§ **Problem to solve**
Please gather every line of the listing below that contains the word "purple".
----- Material for the task
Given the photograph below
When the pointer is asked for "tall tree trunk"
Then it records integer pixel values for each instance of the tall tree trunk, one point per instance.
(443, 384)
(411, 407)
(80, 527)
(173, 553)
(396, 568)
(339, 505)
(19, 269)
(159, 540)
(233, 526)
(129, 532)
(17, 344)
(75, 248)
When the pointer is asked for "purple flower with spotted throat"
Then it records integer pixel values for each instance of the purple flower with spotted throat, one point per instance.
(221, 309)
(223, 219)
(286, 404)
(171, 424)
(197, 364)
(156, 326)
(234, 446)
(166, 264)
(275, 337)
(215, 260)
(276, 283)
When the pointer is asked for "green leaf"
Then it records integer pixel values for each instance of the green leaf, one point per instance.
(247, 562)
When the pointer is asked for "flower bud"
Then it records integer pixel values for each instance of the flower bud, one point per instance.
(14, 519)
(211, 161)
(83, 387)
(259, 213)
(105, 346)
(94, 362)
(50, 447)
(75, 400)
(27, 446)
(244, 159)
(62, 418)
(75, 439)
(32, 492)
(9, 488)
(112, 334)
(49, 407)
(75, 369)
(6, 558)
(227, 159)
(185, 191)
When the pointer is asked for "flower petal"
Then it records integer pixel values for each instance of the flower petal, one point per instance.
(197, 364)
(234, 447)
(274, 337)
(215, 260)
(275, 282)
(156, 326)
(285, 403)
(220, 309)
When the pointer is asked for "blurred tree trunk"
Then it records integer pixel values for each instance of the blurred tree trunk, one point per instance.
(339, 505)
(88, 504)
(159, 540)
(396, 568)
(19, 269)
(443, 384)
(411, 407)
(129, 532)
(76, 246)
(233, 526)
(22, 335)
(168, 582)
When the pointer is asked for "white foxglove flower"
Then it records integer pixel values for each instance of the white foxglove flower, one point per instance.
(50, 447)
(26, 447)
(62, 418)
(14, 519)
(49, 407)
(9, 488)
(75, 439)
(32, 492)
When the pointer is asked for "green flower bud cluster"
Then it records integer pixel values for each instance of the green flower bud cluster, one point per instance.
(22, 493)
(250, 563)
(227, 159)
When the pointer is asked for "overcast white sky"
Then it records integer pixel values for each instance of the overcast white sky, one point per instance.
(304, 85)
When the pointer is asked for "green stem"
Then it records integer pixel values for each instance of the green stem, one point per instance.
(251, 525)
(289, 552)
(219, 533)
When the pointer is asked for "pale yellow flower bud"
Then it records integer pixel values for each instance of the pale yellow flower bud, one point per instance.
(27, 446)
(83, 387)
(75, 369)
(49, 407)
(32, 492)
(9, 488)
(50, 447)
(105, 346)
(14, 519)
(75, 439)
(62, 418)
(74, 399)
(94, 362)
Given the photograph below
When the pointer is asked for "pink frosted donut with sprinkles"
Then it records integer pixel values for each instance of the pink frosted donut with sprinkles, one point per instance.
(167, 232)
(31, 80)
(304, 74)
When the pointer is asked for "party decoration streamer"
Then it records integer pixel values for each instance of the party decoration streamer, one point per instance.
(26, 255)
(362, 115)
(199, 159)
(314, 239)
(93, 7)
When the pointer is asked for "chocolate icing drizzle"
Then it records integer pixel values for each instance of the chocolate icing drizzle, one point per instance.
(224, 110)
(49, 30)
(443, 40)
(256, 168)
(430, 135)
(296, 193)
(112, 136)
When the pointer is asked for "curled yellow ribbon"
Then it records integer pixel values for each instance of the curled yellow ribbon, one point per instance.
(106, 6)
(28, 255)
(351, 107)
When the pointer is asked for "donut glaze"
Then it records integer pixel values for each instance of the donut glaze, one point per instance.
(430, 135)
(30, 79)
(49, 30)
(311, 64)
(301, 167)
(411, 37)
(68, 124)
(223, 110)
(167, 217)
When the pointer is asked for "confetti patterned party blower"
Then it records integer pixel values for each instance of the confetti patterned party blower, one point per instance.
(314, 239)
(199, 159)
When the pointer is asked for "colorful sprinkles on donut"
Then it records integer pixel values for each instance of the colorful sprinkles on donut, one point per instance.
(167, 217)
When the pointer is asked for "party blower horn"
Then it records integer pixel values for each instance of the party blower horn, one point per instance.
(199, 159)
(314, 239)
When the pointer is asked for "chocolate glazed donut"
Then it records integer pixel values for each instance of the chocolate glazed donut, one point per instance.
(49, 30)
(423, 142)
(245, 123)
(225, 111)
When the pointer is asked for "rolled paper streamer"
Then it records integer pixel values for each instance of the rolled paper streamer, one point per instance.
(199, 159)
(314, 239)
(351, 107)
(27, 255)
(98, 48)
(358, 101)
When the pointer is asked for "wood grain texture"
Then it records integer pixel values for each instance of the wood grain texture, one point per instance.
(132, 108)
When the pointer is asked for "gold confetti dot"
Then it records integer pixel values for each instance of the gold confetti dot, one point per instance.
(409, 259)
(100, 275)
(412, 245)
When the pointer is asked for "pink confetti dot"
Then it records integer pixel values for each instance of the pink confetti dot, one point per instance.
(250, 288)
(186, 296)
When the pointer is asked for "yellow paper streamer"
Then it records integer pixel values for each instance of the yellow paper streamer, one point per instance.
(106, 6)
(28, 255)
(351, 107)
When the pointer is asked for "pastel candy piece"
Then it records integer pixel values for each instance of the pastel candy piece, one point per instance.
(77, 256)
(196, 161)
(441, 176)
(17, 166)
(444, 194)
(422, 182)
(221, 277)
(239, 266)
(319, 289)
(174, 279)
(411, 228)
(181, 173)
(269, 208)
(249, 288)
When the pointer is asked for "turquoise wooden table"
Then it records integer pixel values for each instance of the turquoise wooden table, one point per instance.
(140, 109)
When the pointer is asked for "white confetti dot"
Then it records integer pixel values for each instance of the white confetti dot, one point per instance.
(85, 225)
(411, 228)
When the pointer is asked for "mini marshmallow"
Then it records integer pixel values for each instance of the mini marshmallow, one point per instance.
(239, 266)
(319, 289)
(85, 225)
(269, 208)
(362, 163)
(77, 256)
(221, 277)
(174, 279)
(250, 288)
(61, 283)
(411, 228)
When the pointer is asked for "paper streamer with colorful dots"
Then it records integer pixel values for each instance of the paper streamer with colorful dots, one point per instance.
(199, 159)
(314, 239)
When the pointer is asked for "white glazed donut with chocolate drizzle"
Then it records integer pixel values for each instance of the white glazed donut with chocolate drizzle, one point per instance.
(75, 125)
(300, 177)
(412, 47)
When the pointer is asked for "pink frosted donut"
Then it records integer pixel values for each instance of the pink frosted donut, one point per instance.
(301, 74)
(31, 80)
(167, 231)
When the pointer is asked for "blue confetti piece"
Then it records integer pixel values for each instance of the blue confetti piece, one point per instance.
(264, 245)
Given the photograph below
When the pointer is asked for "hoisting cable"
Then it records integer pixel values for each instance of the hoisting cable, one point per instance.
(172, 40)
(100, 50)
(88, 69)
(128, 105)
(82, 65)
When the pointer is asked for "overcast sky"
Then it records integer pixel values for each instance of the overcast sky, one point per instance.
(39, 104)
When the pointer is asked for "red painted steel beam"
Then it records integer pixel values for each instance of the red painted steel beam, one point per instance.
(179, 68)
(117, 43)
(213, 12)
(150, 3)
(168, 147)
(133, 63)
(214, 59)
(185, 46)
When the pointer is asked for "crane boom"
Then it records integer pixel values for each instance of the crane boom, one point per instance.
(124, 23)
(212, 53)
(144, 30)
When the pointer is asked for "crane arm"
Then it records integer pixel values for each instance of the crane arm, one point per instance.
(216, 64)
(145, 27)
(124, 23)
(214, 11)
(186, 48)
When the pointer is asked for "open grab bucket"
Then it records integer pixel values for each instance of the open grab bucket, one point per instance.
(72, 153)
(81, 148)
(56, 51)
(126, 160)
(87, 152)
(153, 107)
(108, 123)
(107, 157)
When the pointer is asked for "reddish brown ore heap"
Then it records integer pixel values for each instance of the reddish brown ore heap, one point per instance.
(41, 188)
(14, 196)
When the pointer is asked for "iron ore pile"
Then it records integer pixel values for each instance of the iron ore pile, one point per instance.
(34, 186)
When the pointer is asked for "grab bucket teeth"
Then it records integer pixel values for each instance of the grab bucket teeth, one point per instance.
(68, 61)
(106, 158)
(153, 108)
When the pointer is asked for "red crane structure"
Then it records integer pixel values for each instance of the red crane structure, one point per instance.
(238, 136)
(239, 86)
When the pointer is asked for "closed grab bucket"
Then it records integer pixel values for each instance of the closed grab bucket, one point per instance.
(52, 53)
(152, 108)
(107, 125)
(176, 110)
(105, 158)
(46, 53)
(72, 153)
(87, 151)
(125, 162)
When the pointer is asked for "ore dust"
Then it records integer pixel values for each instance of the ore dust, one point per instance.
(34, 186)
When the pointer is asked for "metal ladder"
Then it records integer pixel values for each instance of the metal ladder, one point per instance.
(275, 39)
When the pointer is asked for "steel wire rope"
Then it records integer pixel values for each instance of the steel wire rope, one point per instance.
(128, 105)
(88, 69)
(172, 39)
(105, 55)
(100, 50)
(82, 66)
----------
§ **Task output**
When the pointer is asked for "purple flower with spotted throat"
Then it records integer pixel values for each instance of the purple flower with spotted throat, one point per instance.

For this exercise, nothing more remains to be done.